-- Try it --
In the records below, find the line with "Target: brown and white puppy" and the line with "Find the white paw"; return exactly those lines and every line between them.
============
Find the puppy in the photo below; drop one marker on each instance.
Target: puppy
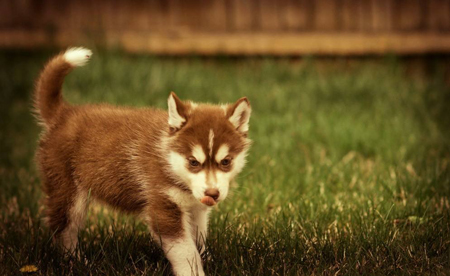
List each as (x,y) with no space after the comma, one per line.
(167,167)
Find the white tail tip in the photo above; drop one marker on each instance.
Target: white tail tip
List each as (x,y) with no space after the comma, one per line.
(78,56)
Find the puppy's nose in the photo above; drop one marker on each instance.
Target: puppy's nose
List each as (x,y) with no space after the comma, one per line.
(212,192)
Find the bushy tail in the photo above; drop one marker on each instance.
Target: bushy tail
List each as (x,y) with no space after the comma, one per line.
(47,96)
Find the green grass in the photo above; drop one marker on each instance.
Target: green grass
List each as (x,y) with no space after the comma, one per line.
(349,172)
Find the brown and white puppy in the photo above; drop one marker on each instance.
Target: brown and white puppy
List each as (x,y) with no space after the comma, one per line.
(167,167)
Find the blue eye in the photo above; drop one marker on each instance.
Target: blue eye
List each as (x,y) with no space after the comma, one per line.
(193,162)
(225,162)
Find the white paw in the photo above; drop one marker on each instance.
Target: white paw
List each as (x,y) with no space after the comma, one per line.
(78,56)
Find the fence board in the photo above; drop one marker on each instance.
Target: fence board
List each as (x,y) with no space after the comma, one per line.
(265,26)
(325,15)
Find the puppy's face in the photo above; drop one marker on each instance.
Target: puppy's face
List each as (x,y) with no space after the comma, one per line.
(208,146)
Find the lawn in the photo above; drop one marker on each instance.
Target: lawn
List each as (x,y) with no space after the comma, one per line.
(349,172)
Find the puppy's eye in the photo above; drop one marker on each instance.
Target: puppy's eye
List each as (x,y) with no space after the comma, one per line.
(225,162)
(193,162)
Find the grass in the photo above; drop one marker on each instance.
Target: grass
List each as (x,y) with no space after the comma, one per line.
(349,172)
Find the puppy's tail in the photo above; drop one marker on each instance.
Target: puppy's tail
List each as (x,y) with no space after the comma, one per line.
(47,96)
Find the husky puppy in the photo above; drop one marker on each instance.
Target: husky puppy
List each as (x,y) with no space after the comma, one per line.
(167,167)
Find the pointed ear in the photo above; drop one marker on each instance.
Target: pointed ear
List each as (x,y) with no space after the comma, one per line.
(239,115)
(177,112)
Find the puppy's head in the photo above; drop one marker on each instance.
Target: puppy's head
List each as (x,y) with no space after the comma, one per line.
(208,145)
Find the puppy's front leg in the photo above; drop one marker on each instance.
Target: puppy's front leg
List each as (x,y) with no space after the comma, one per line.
(199,221)
(183,255)
(170,226)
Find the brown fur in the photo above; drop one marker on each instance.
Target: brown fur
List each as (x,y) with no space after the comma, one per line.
(109,151)
(133,160)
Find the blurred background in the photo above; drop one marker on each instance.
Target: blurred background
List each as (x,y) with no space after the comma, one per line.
(231,27)
(349,172)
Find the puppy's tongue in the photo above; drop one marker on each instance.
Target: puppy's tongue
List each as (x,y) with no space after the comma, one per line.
(207,200)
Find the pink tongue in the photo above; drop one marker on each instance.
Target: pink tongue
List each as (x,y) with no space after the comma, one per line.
(207,200)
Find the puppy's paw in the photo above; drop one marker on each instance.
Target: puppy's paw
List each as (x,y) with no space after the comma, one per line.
(78,56)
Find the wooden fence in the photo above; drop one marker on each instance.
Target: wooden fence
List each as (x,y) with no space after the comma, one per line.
(238,27)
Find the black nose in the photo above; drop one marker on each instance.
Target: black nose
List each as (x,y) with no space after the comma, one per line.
(212,192)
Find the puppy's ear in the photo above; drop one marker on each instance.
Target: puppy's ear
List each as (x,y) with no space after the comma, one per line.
============
-- Task result --
Target: brown and white puppy
List each as (x,y) with no space after the comma, one per line.
(167,167)
Find the blue eye in the photo above; drop one marker on each instance.
Target: blue eye
List each as (x,y) with no space after the comma, one per line.
(193,162)
(225,162)
Find the white paw in the photo above; drop one marker on each instance.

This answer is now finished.